▸ OBJECTIF INDIQUÉ 1: Réécris l'entretien avec Xavier Hamon depuis « Au sein de Nos » jusqu'à « avec Valérie Geslin. » inclus, en remplaçant « habitudes » par « routines ».

▸ EXTRAIT DU DOCUMENT:
►

Au sein de Nos campagnes en résilience, nous avons, à plusieurs reprises, croisé Xavier Hamon, un cuisinier pas comme les autres. Xavier réinvente le métier de cuisinier et contribue à l’évolution de ses pratiques. Grâce à l’Alliance Slow Food des Cuisinier·e·s et à l’Université des Sciences et des Pratiques Gastronomiques, Xavier met son petit grain de sel pour bousculer les habitudes. Il contribue à l’évolution de la question alimentaire. Il apporte de nouveaux piments dans les saveurs de la transition. Nous avions envie d’en savoir un peu plus sur son parcours, ses valeurs et ce qui l’anime. Entretien avec Valérie Geslin.
« Je vais te raconter ma rencontre avec le monde paysan et la façon dont cette rencontre a changé mon métier et m’a poussé à un engagement politique »
J’ai grandi dans la ferme de mes grands-parents, dans les Côtes d’Armor. Je me voyais bien en faire mon univers de vie. Mais, mes parents n’ont surtout pas voulu que je fasse ce métier. L’opposition familiale a bien fonctionné, je deviens cuisinier. En 1987, dans ma formation hôtelière, on ne m’a jamais parlé d’un paysan, de l’origine des produits, d’une race, d’une espèce de poisson. Par contre, on a beaucoup insisté sur la noblesse du métier de cuisinier à travers sa technique, ses cuisiniers d’apparat, la gastronomie : Tous les prestiges liés à la table et à l’art de vivre à la française. Après quelques expériences professionnelles en restauration et pour un tas de raisons différentes mais essentiellement humaines (violences quotidiennes, insultes, rabaissements, compétitions et conditions de travail), je quitte le monde de la restauration.

◄

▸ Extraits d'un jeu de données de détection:
►

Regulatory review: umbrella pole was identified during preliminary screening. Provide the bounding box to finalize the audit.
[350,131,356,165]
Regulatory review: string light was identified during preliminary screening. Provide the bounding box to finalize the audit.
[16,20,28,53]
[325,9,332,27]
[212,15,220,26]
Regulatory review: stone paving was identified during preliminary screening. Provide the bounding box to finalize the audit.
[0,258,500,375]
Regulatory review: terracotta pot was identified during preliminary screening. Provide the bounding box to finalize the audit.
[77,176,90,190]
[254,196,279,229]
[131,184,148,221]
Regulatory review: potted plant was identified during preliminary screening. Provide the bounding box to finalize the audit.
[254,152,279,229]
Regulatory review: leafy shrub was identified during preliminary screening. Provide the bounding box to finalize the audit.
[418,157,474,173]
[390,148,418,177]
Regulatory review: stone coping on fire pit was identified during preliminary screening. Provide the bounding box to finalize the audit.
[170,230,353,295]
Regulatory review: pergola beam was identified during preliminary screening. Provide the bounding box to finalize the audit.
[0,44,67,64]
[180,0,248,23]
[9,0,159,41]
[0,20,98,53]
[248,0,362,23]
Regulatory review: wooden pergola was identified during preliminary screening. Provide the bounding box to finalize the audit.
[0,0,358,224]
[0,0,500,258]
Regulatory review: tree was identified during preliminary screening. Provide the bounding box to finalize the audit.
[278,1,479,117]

◄

▸ OBJECTIF INDIQUÉ 2: Transforme en CSV à deux colonnes, consigne et valeur, les enregistrements allant de la ligne qui contient « Regulatory review: string » jusqu'à la ligne qui contient « [0,0,500,258] » incluse. Prévois une ligne par consigne, avec son texte et sa réponse, chacun dans un champ entre guillemets où les sauts de ligne deviennent des espaces.

▸ SOLUTION PROPOSÉE 1:
Au sein de Nos campagnes en résilience, nous avons, à plusieurs reprises, croisé Xavier Hamon, un cuisinier pas comme les autres. Xavier réinvente le métier de cuisinier et contribue à l’évolution de ses pratiques. Grâce à l’Alliance Slow Food des Cuisinier·e·s et à l’Université des Sciences et des Pratiques Gastronomiques, Xavier met son petit grain de sel pour bousculer les routines. Il contribue à l’évolution de la question alimentaire. Il apporte de nouveaux piments dans les saveurs de la transition. Nous avions envie d’en savoir un peu plus sur son parcours, ses valeurs et ce qui l’anime. Entretien avec Valérie Geslin.

▸ SOLUTION PROPOSÉE 2:
consigne,valeur
"Regulatory review: string light was identified during preliminary screening. Provide the bounding box to finalize the audit.","[16,20,28,53] [325,9,332,27] [212,15,220,26]"
"Regulatory review: stone paving was identified during preliminary screening. Provide the bounding box to finalize the audit.","[0,258,500,375]"
"Regulatory review: terracotta pot was identified during preliminary screening. Provide the bounding box to finalize the audit.","[77,176,90,190] [254,196,279,229] [131,184,148,221]"
"Regulatory review: potted plant was identified during preliminary screening. Provide the bounding box to finalize the audit.","[254,152,279,229]"
"Regulatory review: leafy shrub was identified during preliminary screening. Provide the bounding box to finalize the audit.","[418,157,474,173] [390,148,418,177]"
"Regulatory review: stone coping on fire pit was identified during preliminary screening. Provide the bounding box to finalize the audit.","[170,230,353,295]"
"Regulatory review: pergola beam was identified during preliminary screening. Provide the bounding box to finalize the audit.","[0,44,67,64] [180,0,248,23] [9,0,159,41] [0,20,98,53] [248,0,362,23]"
"Regulatory review: wooden pergola was identified during preliminary screening. Provide the bounding box to finalize the audit.","[0,0,358,224] [0,0,500,258]"